There is a particular kind of danger that arrives wearing the face of success.

For millions of Indian investors today, the numbers are cooperating. Equity SIPs are compounding. Real estate holdings have climbed. Fixed deposits are renewing at rates that finally feel worthy of the commitment. Open any portfolio tracker, and the verdict seems clear: the playbook is working.

But Pavitra Pradip Walvekar, who has spent years operating on both sides of the capital divide, i.e., inside the institutional machinery of global banks, and then from the considerably more exposed position of an early-stage fintech operator, has a different reading of these same numbers. The returns, he argues, are real. The frame they're being measured in is not.

"The most dangerous financial position is the one that appears to be winning, while quietly failing in the metrics that actually matter," he has said.

=== Given entries ===
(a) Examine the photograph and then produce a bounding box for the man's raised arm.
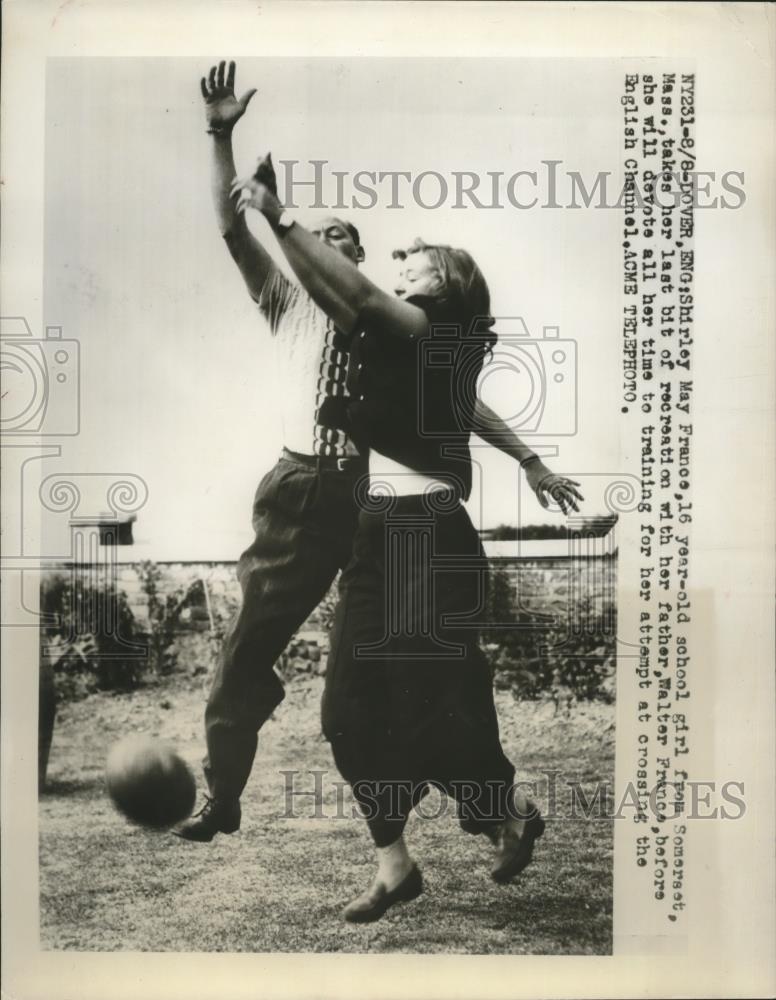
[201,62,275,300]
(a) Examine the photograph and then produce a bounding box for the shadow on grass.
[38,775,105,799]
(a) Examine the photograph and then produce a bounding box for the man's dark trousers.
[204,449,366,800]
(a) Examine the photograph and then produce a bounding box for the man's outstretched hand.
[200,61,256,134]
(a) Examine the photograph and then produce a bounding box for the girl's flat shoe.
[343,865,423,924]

--

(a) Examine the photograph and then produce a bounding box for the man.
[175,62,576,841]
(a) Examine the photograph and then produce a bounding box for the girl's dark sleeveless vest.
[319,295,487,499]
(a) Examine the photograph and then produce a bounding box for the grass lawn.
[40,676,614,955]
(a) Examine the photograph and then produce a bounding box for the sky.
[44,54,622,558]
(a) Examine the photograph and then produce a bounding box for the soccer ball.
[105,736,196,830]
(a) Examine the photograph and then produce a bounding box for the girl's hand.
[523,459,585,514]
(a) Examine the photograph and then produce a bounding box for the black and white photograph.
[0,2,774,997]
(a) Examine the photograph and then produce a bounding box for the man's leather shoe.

==

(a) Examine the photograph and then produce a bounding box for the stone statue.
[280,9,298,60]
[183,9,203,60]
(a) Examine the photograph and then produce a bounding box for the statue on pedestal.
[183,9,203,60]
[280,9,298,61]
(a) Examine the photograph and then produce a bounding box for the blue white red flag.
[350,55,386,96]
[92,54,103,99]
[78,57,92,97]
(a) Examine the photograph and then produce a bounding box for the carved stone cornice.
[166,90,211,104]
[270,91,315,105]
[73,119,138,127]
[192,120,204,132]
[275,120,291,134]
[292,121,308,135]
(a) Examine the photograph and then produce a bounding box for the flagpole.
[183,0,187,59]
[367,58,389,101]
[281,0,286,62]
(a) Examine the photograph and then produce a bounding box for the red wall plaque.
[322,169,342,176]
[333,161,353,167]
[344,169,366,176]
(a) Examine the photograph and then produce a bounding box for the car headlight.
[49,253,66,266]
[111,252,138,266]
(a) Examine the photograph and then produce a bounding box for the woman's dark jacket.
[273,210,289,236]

=== Problem set ===
1. In the article on Indian investors, repeat the stretch from "But Pavitra Pradip" through "he has said.".
2. Which three kinds of holdings does the article on Indian investors describe as performing well?

=== Solutions to the problems ===
1.
But Pavitra Pradip Walvekar, who has spent years operating on both sides of the capital divide, i.e., inside the institutional machinery of global banks, and then from the considerably more exposed position of an early-stage fintech operator, has a different reading of these same numbers. The returns, he argues, are real. The frame they're being measured in is not.

"The most dangerous financial position is the one that appears to be winning, while quietly failing in the metrics that actually matter," he has said.

2. Equity SIPs, real estate holdings, and fixed deposits.